__Your goal__. Given the records below, transcribe each of them exactly.

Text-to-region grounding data
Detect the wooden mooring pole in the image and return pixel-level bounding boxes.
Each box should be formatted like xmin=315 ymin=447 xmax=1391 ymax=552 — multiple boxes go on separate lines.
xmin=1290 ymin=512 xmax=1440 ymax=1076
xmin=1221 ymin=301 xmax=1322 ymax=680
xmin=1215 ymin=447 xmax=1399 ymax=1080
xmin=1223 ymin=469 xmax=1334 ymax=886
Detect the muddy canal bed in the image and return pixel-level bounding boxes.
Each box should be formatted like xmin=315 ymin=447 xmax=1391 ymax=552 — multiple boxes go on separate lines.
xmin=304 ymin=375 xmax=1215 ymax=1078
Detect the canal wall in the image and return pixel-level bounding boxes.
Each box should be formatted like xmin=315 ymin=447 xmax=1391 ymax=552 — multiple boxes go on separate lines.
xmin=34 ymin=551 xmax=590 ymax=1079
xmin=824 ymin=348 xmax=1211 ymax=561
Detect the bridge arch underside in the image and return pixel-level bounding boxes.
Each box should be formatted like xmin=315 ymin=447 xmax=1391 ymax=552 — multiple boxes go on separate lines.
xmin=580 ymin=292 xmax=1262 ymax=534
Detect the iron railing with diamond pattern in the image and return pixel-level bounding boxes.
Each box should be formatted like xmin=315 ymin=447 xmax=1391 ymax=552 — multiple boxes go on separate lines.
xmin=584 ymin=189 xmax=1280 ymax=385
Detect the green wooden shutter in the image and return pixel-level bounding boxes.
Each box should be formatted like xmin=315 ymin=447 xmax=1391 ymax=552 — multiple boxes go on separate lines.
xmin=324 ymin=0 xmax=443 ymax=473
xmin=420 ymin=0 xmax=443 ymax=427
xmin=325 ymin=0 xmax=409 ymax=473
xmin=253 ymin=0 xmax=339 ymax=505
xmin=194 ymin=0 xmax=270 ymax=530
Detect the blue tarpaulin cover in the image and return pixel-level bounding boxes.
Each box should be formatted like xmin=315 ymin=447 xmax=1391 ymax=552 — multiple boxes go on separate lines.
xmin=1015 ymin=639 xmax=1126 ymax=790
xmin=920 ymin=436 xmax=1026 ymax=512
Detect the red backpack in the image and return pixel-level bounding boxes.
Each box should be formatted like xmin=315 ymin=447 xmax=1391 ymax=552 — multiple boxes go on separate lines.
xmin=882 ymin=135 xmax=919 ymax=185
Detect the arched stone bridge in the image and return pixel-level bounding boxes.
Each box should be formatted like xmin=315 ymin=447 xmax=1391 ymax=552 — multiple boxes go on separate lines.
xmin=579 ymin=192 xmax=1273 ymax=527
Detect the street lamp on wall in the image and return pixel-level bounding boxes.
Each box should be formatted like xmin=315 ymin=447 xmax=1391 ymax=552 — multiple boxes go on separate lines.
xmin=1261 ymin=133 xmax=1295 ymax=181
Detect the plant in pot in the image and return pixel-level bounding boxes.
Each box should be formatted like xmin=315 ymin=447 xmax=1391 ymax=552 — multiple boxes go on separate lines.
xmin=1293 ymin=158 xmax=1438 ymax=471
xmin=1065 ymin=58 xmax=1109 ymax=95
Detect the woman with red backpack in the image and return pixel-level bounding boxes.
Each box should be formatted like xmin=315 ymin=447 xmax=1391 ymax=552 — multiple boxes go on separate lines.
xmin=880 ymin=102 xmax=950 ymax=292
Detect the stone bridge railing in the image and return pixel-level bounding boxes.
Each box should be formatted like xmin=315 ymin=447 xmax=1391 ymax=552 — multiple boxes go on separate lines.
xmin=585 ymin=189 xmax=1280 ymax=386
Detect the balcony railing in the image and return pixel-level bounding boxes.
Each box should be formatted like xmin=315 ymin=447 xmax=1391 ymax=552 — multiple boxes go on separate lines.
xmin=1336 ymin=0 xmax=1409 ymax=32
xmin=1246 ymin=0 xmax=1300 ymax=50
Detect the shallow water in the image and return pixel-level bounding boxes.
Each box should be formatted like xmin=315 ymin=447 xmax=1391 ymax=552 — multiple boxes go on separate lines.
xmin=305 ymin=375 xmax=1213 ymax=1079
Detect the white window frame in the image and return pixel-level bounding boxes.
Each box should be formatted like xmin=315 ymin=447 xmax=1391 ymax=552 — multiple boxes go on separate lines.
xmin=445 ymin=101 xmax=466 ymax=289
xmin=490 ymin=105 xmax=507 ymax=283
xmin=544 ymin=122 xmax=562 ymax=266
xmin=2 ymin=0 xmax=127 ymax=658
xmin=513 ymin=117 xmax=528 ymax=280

__Output__.
Detect the wooden mooring pole in the image and return pixel-level bounding boxes.
Each box should be formatted like xmin=315 ymin=447 xmax=1391 ymax=552 — multiple boxes go on separate lines.
xmin=1290 ymin=512 xmax=1440 ymax=1076
xmin=1221 ymin=301 xmax=1322 ymax=680
xmin=1215 ymin=447 xmax=1399 ymax=1080
xmin=1223 ymin=469 xmax=1334 ymax=886
Detect the muddy canal bed in the image and return pixel-level bounding boxes.
Each box should be formatted like xmin=315 ymin=447 xmax=1391 ymax=552 — multiple boxes go on separate lines.
xmin=304 ymin=375 xmax=1215 ymax=1078
Detect the canal wall in the image and return pixel-level bounding boxes.
Each box should be formatted like xmin=315 ymin=447 xmax=1391 ymax=552 — multiple boxes go on separate lines.
xmin=34 ymin=551 xmax=590 ymax=1079
xmin=824 ymin=348 xmax=1211 ymax=561
Detect the bridge arch underside in the image and return pixel-level bounding boxes.
Each box should be formatted like xmin=315 ymin=447 xmax=1391 ymax=552 — multiple boxes go on separate lines.
xmin=580 ymin=292 xmax=1262 ymax=534
Detect the iron railing with diamond pattern in the image and return pixel-level bounding boxes.
Each box should be formatted like xmin=315 ymin=447 xmax=1391 ymax=552 — multiple boxes go on separate lines.
xmin=584 ymin=189 xmax=1280 ymax=385
Detect the green wooden shutter in the image and return pixel-level bounding boxes.
Each box should be formatted like xmin=315 ymin=447 xmax=1391 ymax=552 — multiple boxes go on separate lines.
xmin=324 ymin=0 xmax=443 ymax=473
xmin=420 ymin=0 xmax=443 ymax=427
xmin=325 ymin=0 xmax=409 ymax=473
xmin=253 ymin=0 xmax=339 ymax=505
xmin=194 ymin=0 xmax=270 ymax=530
Detect the blue tarpaulin cover in the image and return pixel-level bounding boxes.
Each box should be formatted like xmin=315 ymin=447 xmax=1391 ymax=552 — multiple boxes go on separate lines.
xmin=1015 ymin=639 xmax=1126 ymax=790
xmin=920 ymin=436 xmax=1026 ymax=512
Detect the red backpack in the image and return pixel-level bounding boxes.
Each box should be formatted like xmin=315 ymin=447 xmax=1391 ymax=552 — multiple boxes go on separate lines.
xmin=882 ymin=135 xmax=919 ymax=185
Detect the arched stone bridge in the image and return pixel-level bounding boxes.
Each box should be formatted like xmin=315 ymin=447 xmax=1391 ymax=552 — multiple boxes go on separate lines.
xmin=579 ymin=192 xmax=1273 ymax=527
Detect the street lamp on wall in the image and return pixel-level bounding boxes.
Each box should be formatted like xmin=315 ymin=447 xmax=1391 ymax=552 — multiple boxes go on separate lines.
xmin=1261 ymin=133 xmax=1295 ymax=181
Detect the plant in pot in the image and return pixel-level bounding boxes.
Each box should be formatted like xmin=315 ymin=447 xmax=1391 ymax=552 — multiple boxes go on separate lines.
xmin=1293 ymin=158 xmax=1438 ymax=471
xmin=1065 ymin=58 xmax=1109 ymax=95
Detect the woman with red backpack in the image and return pixel-level bounding boxes.
Each box should be formatted like xmin=315 ymin=447 xmax=1391 ymax=552 — multiple boxes go on separate lines.
xmin=880 ymin=102 xmax=950 ymax=292
Detect the stone bridge railing in the image and return pixel-level bounding boxes.
Each box should be formatted like xmin=315 ymin=447 xmax=1391 ymax=552 — multiple boxes go on separate lines.
xmin=585 ymin=189 xmax=1280 ymax=386
Detect the balcony railing in the image and return pixel-level bounding boxes.
Each box should be formatted like xmin=315 ymin=447 xmax=1391 ymax=552 — multiple boxes go on separate lines.
xmin=1336 ymin=0 xmax=1409 ymax=32
xmin=1246 ymin=0 xmax=1300 ymax=50
Detect the shallow water in the image and return pixel-level bounding boxes.
Each box should be formatted like xmin=315 ymin=447 xmax=1391 ymax=552 — multiple boxes go on separate lines.
xmin=305 ymin=375 xmax=1213 ymax=1079
Detect the white window frame in the image and return pixel-level bounding boxes.
Each box should be formatted like xmin=315 ymin=447 xmax=1391 ymax=552 — multiple boxes go on separate lines.
xmin=445 ymin=101 xmax=466 ymax=289
xmin=490 ymin=105 xmax=507 ymax=283
xmin=544 ymin=122 xmax=562 ymax=266
xmin=2 ymin=0 xmax=127 ymax=658
xmin=513 ymin=117 xmax=528 ymax=280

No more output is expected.